▶ **Stored data entries**
-*-*-

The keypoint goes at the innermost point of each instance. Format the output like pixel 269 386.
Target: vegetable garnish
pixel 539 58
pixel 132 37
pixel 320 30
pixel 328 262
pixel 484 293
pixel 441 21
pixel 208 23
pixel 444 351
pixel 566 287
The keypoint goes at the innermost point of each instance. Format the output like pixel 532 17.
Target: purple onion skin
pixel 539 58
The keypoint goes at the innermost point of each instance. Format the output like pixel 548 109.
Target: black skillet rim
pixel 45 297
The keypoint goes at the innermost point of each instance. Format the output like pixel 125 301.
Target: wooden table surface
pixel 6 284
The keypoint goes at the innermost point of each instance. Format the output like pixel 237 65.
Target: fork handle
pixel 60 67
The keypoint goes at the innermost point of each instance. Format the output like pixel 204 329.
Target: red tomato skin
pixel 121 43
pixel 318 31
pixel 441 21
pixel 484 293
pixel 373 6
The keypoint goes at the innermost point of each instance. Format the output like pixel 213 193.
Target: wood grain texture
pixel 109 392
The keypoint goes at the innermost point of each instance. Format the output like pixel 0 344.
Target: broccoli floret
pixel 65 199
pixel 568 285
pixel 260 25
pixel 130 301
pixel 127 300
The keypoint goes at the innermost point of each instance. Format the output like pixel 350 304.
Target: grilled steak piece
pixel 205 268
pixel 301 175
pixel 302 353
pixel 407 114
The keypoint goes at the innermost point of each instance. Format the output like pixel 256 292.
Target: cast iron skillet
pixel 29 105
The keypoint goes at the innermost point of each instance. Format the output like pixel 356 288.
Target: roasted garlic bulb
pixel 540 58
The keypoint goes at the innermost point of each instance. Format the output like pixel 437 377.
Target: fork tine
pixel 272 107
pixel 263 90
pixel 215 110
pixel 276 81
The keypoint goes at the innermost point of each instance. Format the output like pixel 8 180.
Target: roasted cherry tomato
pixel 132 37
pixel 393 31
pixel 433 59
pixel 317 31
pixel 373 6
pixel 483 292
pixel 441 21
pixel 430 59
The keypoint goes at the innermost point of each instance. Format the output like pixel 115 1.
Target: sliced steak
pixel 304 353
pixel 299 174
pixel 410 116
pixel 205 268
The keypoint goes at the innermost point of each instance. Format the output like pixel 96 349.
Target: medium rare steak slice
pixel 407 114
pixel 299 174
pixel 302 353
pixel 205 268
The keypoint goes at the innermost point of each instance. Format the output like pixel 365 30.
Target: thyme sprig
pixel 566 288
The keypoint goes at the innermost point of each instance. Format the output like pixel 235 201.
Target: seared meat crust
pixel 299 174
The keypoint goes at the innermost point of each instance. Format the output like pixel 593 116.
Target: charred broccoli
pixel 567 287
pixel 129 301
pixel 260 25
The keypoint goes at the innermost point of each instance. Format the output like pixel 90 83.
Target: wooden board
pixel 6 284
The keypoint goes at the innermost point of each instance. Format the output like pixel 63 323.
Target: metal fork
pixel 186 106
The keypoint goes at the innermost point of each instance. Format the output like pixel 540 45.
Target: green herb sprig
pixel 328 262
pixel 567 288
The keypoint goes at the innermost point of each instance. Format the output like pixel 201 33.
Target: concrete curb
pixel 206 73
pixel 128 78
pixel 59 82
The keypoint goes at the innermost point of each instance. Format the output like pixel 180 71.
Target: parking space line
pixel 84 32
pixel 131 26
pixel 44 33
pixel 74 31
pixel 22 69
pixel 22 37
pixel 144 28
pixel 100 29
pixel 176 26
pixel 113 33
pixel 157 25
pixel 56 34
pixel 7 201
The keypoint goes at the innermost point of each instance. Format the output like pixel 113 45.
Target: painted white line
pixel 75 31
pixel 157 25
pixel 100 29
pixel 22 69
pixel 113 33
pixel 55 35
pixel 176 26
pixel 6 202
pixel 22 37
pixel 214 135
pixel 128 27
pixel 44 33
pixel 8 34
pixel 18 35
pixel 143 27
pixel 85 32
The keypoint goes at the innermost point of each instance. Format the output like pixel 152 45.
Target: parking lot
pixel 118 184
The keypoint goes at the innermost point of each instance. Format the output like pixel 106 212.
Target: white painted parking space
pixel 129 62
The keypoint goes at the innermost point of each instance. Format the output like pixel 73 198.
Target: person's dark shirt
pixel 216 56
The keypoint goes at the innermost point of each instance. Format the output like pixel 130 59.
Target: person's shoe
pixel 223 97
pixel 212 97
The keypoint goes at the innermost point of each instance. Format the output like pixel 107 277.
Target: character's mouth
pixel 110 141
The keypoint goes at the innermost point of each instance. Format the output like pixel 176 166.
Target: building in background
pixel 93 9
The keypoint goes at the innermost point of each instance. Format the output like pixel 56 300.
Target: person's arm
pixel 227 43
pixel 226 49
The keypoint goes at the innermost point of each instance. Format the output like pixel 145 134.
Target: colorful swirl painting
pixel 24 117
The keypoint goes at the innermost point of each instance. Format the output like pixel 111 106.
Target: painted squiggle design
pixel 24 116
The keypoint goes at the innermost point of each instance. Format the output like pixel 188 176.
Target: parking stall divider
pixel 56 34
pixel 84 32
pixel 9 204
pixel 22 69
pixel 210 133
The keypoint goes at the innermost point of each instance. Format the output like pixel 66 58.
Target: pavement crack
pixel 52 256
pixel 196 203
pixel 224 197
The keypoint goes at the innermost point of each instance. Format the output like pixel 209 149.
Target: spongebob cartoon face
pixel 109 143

-*-*-

▶ **What you need to do**
Beginning with the line above that contains "pixel 204 329.", copy each line exactly up to and including the line that contains "pixel 90 83.", and go no further.

▶ **Response**
The keypoint goes at the innermost point of each instance. Format the output like pixel 204 329.
Target: red tomato skin
pixel 121 43
pixel 318 31
pixel 441 21
pixel 484 293
pixel 373 6
The keypoint goes at the innermost point of each instance. Format the output like pixel 213 193.
Target: wood grain texture
pixel 109 392
The keypoint goes at the innermost point of each instance. Format the output like pixel 0 344.
Target: broccoli floret
pixel 65 199
pixel 568 285
pixel 260 25
pixel 130 301
pixel 127 300
The keypoint goes at the innermost point of each instance. Format the output like pixel 350 304.
Target: grilled steak piece
pixel 205 268
pixel 301 175
pixel 302 353
pixel 407 114
The keypoint goes at the innermost point of each instance. Format the output like pixel 256 292.
Target: cast iron skillet
pixel 29 105
The keypoint goes at the innermost point of each instance. Format the output like pixel 356 288.
Target: roasted garlic bulb
pixel 540 58
The keypoint goes at the innermost point of each instance. Format the output like pixel 437 377.
Target: fork tine
pixel 272 107
pixel 263 90
pixel 215 110
pixel 276 81
The keypoint goes at the innermost point of each instance. Format the output like pixel 8 180.
Target: roasted cherry tomato
pixel 132 37
pixel 393 31
pixel 433 59
pixel 317 31
pixel 373 6
pixel 483 292
pixel 441 21
pixel 430 59
The keypoint goes at the innermost point of each instance. Format the output like pixel 115 1.
Target: sliced steak
pixel 304 353
pixel 299 174
pixel 410 116
pixel 205 268
The keypoint goes at the innermost point of each instance. Format the output like pixel 96 349.
Target: medium rare steak slice
pixel 407 114
pixel 299 174
pixel 302 353
pixel 205 268
The keypoint goes at the innermost point of each instance. Format the output like pixel 365 30.
Target: thyme sprig
pixel 566 288
The keypoint goes at the innermost point of each instance. Format the output like pixel 235 201.
Target: seared meat crust
pixel 299 174
The keypoint goes at the innermost point of each instance. Format the output like pixel 593 116.
Target: charred broccoli
pixel 567 287
pixel 129 301
pixel 260 25
The keypoint goes at the innermost point of each instance. Format the output like pixel 90 83.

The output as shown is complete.